▶ WORK TO DO:
#1 From the Neuvazhaev biography, quote everything from "- Born: Vladimir" down to "Russian Federation (2006).".
#2 According to the Neuvazhaev biography, what closed city was he sent to in 1956?
#3 For each statement, say whether it agrees with the Neuvazhaev biography. Answer yes or no and quote the words that decide it. (a) He was named Honored Scientist of the Russian Federation in 2006. (b) He became senior engineer in 1965. (c) He was born in the city of Rostov.

▶ DOCUMENT EXCERPT:
------------------------------------------------------------
- Born: Vladimir Emelyanovich Neuvazhaev June 30, 1935 (age 91) Novodzherelievskaya, Bryukhovetsky District, Krasnodar Krai, Russian Soviet Federative Socialist Republic, Soviet Union
- Education: Rostov State University (1956)
- Awards: Order of Friendship of Peoples, USSR State Prize, Honored Scientist of the Russian Federation

= Vladimir Neuvazhaev =

Soviet physicist

Vladimir Emelyanovich Neuvazhaev was born in 1935. He is a Soviet and Russian specialist in the field of computational mathematics, Doctor of Physics and Mathematics (1972), professor (1989), USSR State Prize Laureate (1972), and Honored Scientist of the Russian Federation (2006).

== Biography ==
Neuvazhaev was born on June 30, 1935, in the village of Novodzherelievskaya, Bryukhovetsky District, of Krasnodar territory.

In 1956, after graduating from the Faculty of Physics and Mathematics at Rostov State University, he worked in the system of the USSR MSM. In 1956, he was sent to the closed city Chelyabinsk-70 to the All-Russian Scientific Research Institute Of Technical Physics with the appointment of engineer. In 1959, he became senior engineer and group leader, since 1965 - head of department. In 1971, he became Deputy Head of the Mathematical Department for Science at VNIITF.
------------------------------------------------------------
▶ DATASET CONTENT:
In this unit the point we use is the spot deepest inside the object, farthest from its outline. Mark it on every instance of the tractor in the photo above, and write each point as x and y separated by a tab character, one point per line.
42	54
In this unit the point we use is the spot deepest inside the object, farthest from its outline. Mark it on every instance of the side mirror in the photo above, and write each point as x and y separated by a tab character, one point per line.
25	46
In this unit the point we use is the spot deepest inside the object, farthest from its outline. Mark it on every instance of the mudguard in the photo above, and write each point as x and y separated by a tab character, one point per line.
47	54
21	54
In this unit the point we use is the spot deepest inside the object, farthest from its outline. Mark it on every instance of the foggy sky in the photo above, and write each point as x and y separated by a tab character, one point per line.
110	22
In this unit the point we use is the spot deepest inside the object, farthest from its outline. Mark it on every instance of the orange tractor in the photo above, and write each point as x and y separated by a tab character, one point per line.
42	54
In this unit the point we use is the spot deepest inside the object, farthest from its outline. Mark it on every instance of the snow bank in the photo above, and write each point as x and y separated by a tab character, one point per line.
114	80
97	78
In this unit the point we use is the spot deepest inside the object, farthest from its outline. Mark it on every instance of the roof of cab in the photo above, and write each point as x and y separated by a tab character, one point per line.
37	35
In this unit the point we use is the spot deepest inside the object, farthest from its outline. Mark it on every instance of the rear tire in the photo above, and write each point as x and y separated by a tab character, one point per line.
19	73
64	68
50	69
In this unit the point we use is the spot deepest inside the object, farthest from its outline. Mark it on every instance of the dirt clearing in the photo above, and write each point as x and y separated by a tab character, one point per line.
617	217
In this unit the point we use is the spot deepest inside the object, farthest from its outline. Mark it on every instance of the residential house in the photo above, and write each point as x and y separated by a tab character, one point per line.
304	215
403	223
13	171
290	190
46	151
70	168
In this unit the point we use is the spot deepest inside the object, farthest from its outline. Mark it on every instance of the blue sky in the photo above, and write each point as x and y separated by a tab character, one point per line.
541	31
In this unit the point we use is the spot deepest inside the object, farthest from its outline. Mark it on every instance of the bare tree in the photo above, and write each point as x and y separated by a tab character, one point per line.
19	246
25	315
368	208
------------------------------------------------------------
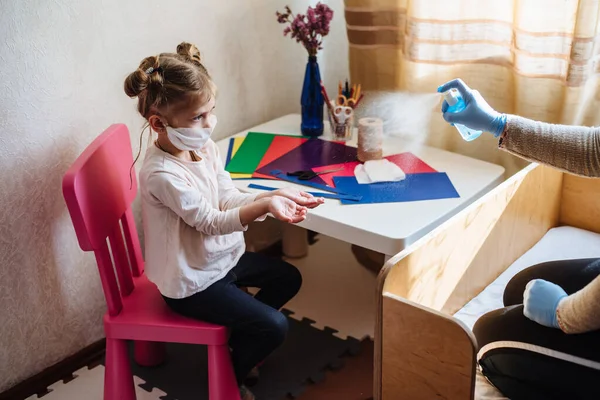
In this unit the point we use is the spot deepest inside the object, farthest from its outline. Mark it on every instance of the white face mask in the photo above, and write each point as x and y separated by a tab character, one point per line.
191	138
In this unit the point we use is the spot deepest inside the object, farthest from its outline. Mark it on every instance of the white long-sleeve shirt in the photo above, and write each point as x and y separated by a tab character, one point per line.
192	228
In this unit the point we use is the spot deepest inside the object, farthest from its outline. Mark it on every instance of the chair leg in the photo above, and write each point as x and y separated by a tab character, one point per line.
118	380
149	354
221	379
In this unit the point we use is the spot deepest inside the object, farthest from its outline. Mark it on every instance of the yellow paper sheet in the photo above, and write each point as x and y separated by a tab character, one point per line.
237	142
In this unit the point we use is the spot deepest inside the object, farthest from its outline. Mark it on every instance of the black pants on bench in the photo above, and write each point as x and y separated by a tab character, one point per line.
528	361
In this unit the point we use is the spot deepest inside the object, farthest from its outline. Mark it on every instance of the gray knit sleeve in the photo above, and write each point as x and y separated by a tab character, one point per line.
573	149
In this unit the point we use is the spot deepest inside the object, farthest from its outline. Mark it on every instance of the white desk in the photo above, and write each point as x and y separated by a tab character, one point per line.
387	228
------------------------------------------------------------
▶ ANSWERS FOR THE EXERCISE:
#1
- Born: Vladimir Emelyanovich Neuvazhaev June 30, 1935 (age 91) Novodzherelievskaya, Bryukhovetsky District, Krasnodar Krai, Russian Soviet Federative Socialist Republic, Soviet Union
- Education: Rostov State University (1956)
- Awards: Order of Friendship of Peoples, USSR State Prize, Honored Scientist of the Russian Federation

= Vladimir Neuvazhaev =

Soviet physicist

Vladimir Emelyanovich Neuvazhaev was born in 1935. He is a Soviet and Russian specialist in the field of computational mathematics, Doctor of Physics and Mathematics (1972), professor (1989), USSR State Prize Laureate (1972), and Honored Scientist of the Russian Federation (2006).

#2 Chelyabinsk-70

#3
(a) Yes: "Honored Scientist of the Russian Federation (2006)"
(b) No: "In 1959, he became senior engineer and group leader"
(c) No: "born on June 30, 1935, in the village of Novodzherelievskaya"